### Compito:
Ricopia parola per parola il pezzo dell'articolo sull'addio di Sarri alla Lazio che comincia con "Roma santa e" e va avanti fino a "cancellare il passato.".

### Testo fornito:
Roma santa e dannata alla fine ha bruciato anche Maurizio Sarri: le dimissioni del tecnico della Lazio sono maturate 56 giorni dopo l’esonero di José Mourinho sull’altra sponda del Tevere. Un percorso parallelo, quello dei due tecnici delle squadre romane, naufragati di fronte alle colonne d’Ercole della terza stagione, quella che storicamente, nel calcio, fa il verso alla crisi matrimoniale del settimo anno. I fischi e la contestazione dell’Olimpico dopo il ko della Lazio con l’Udinese, quarta sconfitta di fila Champions compresa, con Sarri in tribuna a scontare la squalifica, sono stati la classica ultima goccia: l’addio era nell’aria da tempo. Otto mesi hanno cancellato il secondo posto in campionato del 2022-2023 e il ritorno in Champions: nel calcio ieri è già lontano e ci vuole poco a cancellare il passato.
Dietro l’incendio della Lazio ci sono roghi diversi. Sarri ha le sue colpe, ma ovviamente non l’unico responsabile dello sprofondo attuale. Il presidente Lotito ancora una volta non è riuscito a salire l’ultimo gradino, quello che catapulta un club verso una dimensione nuova, nazionale e internazionale. Ha venduto Milinkovic-Savic incassando 40 milioni di euro e ha capitalizzato male le nuove risorse, integrate dal bonus robusto della partecipazione alla Champions. La sua carica di senatore di Forza Italia ha costretto Lotito a consumare energie sul fronte politico per portare avanti le istanze di chi ha lo ha eletto e di chi rappresenta. La Lazio gli è implosa, tra i malumori dei giocatori – su tutti Immobile, ennesimo esempio di over 30 che fatica ad accettare le sostituzioni, la protesta contro l’Udinese al momento del cambio è lo spot del suo malessere – e il gelo calato nei rapporti con la società, dove dopo la partenza di Tare – in rotta con Sarri – è arrivato un antico cavallo del mitico “Lotirchio”, Fabiani. Il mercato non ha rinforzato la squadra, sono emerse le questioni dei rinnovi dei contratti – vedi Felipe Anderson – e qualcuno all’improvviso ha fatto i conti con l’età – vedi Pedro -. Sottratte queste considerazioni alle responsabilità di Sarri, è innegabile che qualcosa non sia più funzionato nella chimica dei rapporti con i giocatori e che l’allenatore abbia il suo vagone di colpe. Sarri è un tecnico super esigente: allenamenti robusti e lunghe sedute ai video. Già ai tempi del Chelsea emerse il problema, in uno spogliatoio viziato, ma alla fine della stagione arrivò il trionfo in Europa League. Abbandonato il Chelsea per approdare alla Juventus – scelta che Sarri ha maledetto dopo aver fatto i conti con il ritorno in Italia -, il sarrismo ha vissuto un periodo tormentato, tra il divismo di Cristiano Ronaldo e un ambiente in cui i tentativi di adottare un calcio “offensivo e propositivo” sono sempre naufragati. Lo scudetto vinto nel 2020, in pieno caos pandemia, fu rubricato a minimo sindacale nel magico cerchio juventino: eppure è stato l’ultimo della storia.

### Dati estratti:

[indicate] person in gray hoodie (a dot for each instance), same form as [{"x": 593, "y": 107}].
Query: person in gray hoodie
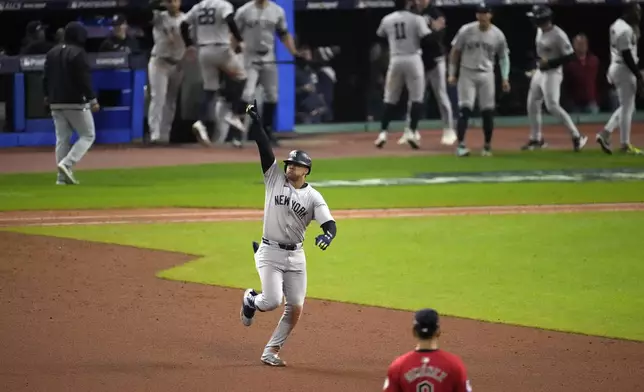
[{"x": 67, "y": 84}]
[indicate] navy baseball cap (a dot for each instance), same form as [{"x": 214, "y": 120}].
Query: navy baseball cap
[
  {"x": 118, "y": 20},
  {"x": 483, "y": 8},
  {"x": 426, "y": 321},
  {"x": 34, "y": 26}
]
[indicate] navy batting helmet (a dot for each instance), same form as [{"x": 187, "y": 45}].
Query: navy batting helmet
[
  {"x": 540, "y": 14},
  {"x": 483, "y": 8},
  {"x": 426, "y": 323},
  {"x": 400, "y": 4},
  {"x": 299, "y": 157}
]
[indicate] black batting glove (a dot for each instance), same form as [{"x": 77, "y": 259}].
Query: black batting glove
[
  {"x": 251, "y": 110},
  {"x": 323, "y": 241}
]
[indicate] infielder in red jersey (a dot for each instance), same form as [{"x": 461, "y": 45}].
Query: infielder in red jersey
[{"x": 427, "y": 368}]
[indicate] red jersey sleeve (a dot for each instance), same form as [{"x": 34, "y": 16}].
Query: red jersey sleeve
[
  {"x": 392, "y": 382},
  {"x": 461, "y": 381}
]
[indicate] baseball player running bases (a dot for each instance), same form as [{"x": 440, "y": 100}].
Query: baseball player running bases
[
  {"x": 164, "y": 67},
  {"x": 290, "y": 205},
  {"x": 625, "y": 76},
  {"x": 214, "y": 23},
  {"x": 258, "y": 22},
  {"x": 427, "y": 368},
  {"x": 553, "y": 50},
  {"x": 474, "y": 49},
  {"x": 435, "y": 74},
  {"x": 405, "y": 33}
]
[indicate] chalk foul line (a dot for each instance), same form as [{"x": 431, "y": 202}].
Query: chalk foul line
[{"x": 75, "y": 218}]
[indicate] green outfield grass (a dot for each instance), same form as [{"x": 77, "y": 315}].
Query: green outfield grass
[
  {"x": 239, "y": 184},
  {"x": 584, "y": 276}
]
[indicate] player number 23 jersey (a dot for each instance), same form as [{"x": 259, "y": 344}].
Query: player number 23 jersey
[
  {"x": 209, "y": 20},
  {"x": 478, "y": 48},
  {"x": 622, "y": 37},
  {"x": 287, "y": 210}
]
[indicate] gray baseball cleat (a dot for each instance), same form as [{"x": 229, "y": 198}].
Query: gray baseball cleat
[
  {"x": 247, "y": 311},
  {"x": 578, "y": 143},
  {"x": 68, "y": 175},
  {"x": 273, "y": 359},
  {"x": 603, "y": 140}
]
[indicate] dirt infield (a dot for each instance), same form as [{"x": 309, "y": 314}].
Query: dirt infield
[
  {"x": 359, "y": 144},
  {"x": 85, "y": 316},
  {"x": 178, "y": 215}
]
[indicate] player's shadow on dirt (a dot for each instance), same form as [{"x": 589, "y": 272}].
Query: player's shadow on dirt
[
  {"x": 134, "y": 367},
  {"x": 353, "y": 373}
]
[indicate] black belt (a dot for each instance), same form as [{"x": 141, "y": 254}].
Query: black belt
[
  {"x": 282, "y": 246},
  {"x": 168, "y": 60}
]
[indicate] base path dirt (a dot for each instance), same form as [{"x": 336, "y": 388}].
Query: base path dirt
[
  {"x": 179, "y": 215},
  {"x": 85, "y": 316},
  {"x": 337, "y": 145}
]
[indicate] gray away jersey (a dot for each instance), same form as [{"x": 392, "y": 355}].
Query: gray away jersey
[
  {"x": 208, "y": 18},
  {"x": 258, "y": 25},
  {"x": 166, "y": 31},
  {"x": 553, "y": 44},
  {"x": 622, "y": 37},
  {"x": 288, "y": 211},
  {"x": 479, "y": 48},
  {"x": 403, "y": 31}
]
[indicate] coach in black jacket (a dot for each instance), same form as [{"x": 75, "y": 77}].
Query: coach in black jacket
[{"x": 69, "y": 94}]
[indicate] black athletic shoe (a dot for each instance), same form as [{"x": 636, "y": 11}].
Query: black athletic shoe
[{"x": 534, "y": 145}]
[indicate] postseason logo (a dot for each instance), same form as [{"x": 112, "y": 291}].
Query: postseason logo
[{"x": 93, "y": 4}]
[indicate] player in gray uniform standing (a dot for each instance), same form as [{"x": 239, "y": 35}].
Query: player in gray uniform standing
[
  {"x": 258, "y": 22},
  {"x": 435, "y": 73},
  {"x": 164, "y": 68},
  {"x": 554, "y": 50},
  {"x": 474, "y": 49},
  {"x": 290, "y": 205},
  {"x": 624, "y": 74},
  {"x": 405, "y": 32},
  {"x": 214, "y": 23}
]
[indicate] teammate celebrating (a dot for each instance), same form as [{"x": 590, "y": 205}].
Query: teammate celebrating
[
  {"x": 258, "y": 21},
  {"x": 164, "y": 68},
  {"x": 405, "y": 33},
  {"x": 427, "y": 368},
  {"x": 290, "y": 205},
  {"x": 435, "y": 73},
  {"x": 554, "y": 50},
  {"x": 624, "y": 75},
  {"x": 474, "y": 47},
  {"x": 214, "y": 22}
]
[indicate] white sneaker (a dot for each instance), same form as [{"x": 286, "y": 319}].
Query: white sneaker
[
  {"x": 201, "y": 133},
  {"x": 462, "y": 151},
  {"x": 237, "y": 143},
  {"x": 407, "y": 133},
  {"x": 235, "y": 121},
  {"x": 381, "y": 140},
  {"x": 449, "y": 137}
]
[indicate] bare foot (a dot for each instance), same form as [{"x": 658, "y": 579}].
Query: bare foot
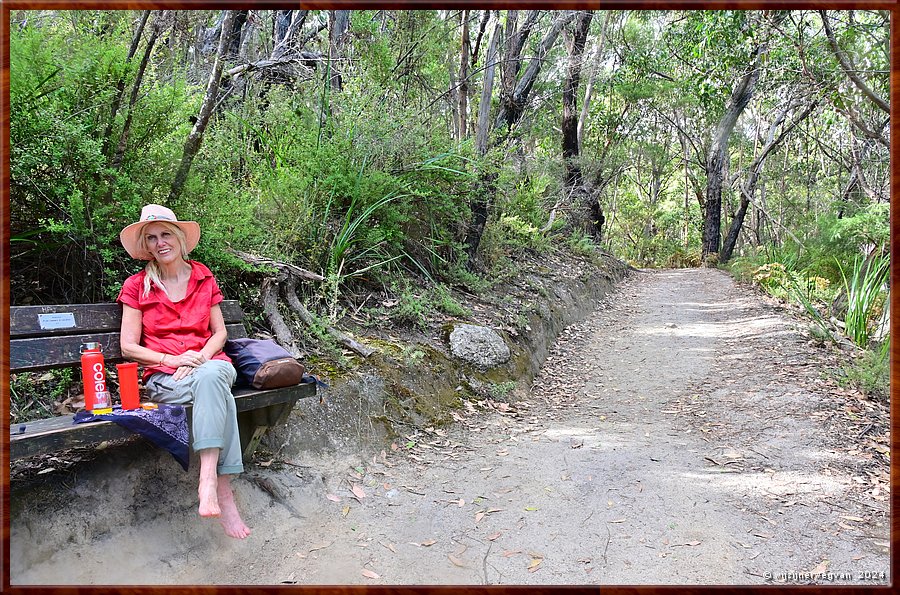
[
  {"x": 209, "y": 500},
  {"x": 231, "y": 519}
]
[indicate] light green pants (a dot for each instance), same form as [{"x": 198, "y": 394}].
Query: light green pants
[{"x": 214, "y": 417}]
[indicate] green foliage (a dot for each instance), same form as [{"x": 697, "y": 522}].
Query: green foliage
[
  {"x": 34, "y": 395},
  {"x": 501, "y": 390},
  {"x": 865, "y": 297}
]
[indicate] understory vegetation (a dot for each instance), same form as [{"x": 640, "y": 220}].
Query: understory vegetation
[{"x": 411, "y": 157}]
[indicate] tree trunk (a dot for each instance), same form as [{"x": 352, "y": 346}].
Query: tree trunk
[
  {"x": 234, "y": 33},
  {"x": 570, "y": 146},
  {"x": 479, "y": 204},
  {"x": 126, "y": 128},
  {"x": 510, "y": 112},
  {"x": 120, "y": 86},
  {"x": 338, "y": 24},
  {"x": 463, "y": 89},
  {"x": 749, "y": 187},
  {"x": 589, "y": 87},
  {"x": 482, "y": 127},
  {"x": 718, "y": 153},
  {"x": 195, "y": 138}
]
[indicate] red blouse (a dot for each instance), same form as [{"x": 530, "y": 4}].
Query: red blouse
[{"x": 174, "y": 327}]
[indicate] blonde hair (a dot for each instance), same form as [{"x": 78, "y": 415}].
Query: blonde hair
[{"x": 152, "y": 268}]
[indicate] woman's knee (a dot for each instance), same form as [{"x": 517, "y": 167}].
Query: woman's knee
[{"x": 215, "y": 371}]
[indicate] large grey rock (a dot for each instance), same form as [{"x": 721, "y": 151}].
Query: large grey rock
[{"x": 478, "y": 345}]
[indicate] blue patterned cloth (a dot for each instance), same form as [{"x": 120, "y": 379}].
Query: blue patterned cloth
[{"x": 165, "y": 427}]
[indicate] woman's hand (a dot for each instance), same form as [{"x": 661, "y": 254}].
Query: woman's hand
[
  {"x": 186, "y": 363},
  {"x": 189, "y": 358}
]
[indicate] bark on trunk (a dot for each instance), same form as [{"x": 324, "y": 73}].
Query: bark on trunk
[
  {"x": 570, "y": 145},
  {"x": 718, "y": 154},
  {"x": 463, "y": 89},
  {"x": 120, "y": 86},
  {"x": 339, "y": 22},
  {"x": 290, "y": 295},
  {"x": 195, "y": 138},
  {"x": 269, "y": 298},
  {"x": 234, "y": 33},
  {"x": 482, "y": 127},
  {"x": 479, "y": 204},
  {"x": 589, "y": 87},
  {"x": 749, "y": 187},
  {"x": 511, "y": 111},
  {"x": 126, "y": 128}
]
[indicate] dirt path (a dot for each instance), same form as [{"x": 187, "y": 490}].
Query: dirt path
[{"x": 683, "y": 434}]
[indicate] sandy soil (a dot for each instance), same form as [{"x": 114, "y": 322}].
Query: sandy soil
[{"x": 684, "y": 434}]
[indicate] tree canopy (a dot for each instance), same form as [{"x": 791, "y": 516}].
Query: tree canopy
[{"x": 374, "y": 145}]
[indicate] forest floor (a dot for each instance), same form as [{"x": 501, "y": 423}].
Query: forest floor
[{"x": 688, "y": 432}]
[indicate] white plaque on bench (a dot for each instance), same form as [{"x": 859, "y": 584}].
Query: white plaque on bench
[{"x": 61, "y": 320}]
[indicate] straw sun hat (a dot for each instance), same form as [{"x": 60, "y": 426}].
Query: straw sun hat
[{"x": 130, "y": 236}]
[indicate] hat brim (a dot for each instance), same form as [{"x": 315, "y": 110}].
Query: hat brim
[{"x": 130, "y": 237}]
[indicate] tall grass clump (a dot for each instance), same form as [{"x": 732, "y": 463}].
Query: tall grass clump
[{"x": 865, "y": 294}]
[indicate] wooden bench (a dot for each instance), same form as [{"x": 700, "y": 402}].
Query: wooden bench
[{"x": 50, "y": 337}]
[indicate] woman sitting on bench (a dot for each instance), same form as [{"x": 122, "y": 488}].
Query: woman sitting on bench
[{"x": 172, "y": 324}]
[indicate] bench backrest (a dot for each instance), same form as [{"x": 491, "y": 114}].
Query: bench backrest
[{"x": 47, "y": 337}]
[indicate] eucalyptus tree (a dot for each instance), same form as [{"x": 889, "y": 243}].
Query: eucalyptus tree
[{"x": 513, "y": 102}]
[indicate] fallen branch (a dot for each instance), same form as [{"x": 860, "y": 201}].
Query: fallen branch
[
  {"x": 290, "y": 295},
  {"x": 292, "y": 270},
  {"x": 269, "y": 296}
]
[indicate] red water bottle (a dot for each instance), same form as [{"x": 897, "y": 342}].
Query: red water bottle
[{"x": 93, "y": 373}]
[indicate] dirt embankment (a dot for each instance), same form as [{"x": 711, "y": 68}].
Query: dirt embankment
[{"x": 684, "y": 433}]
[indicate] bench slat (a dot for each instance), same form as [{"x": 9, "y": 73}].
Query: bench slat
[
  {"x": 45, "y": 353},
  {"x": 25, "y": 321},
  {"x": 57, "y": 433}
]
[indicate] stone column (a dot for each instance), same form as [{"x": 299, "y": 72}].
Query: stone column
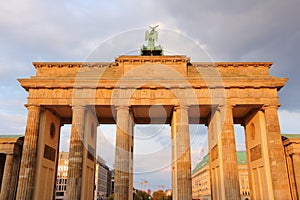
[
  {"x": 277, "y": 160},
  {"x": 76, "y": 154},
  {"x": 28, "y": 163},
  {"x": 7, "y": 174},
  {"x": 228, "y": 162},
  {"x": 122, "y": 163},
  {"x": 181, "y": 154}
]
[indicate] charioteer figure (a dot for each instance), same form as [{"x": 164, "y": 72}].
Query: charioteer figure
[{"x": 151, "y": 50}]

### Soluzione:
Roma santa e dannata alla fine ha bruciato anche Maurizio Sarri: le dimissioni del tecnico della Lazio sono maturate 56 giorni dopo l’esonero di José Mourinho sull’altra sponda del Tevere. Un percorso parallelo, quello dei due tecnici delle squadre romane, naufragati di fronte alle colonne d’Ercole della terza stagione, quella che storicamente, nel calcio, fa il verso alla crisi matrimoniale del settimo anno. I fischi e la contestazione dell’Olimpico dopo il ko della Lazio con l’Udinese, quarta sconfitta di fila Champions compresa, con Sarri in tribuna a scontare la squalifica, sono stati la classica ultima goccia: l’addio era nell’aria da tempo. Otto mesi hanno cancellato il secondo posto in campionato del 2022-2023 e il ritorno in Champions: nel calcio ieri è già lontano e ci vuole poco a cancellare il passato.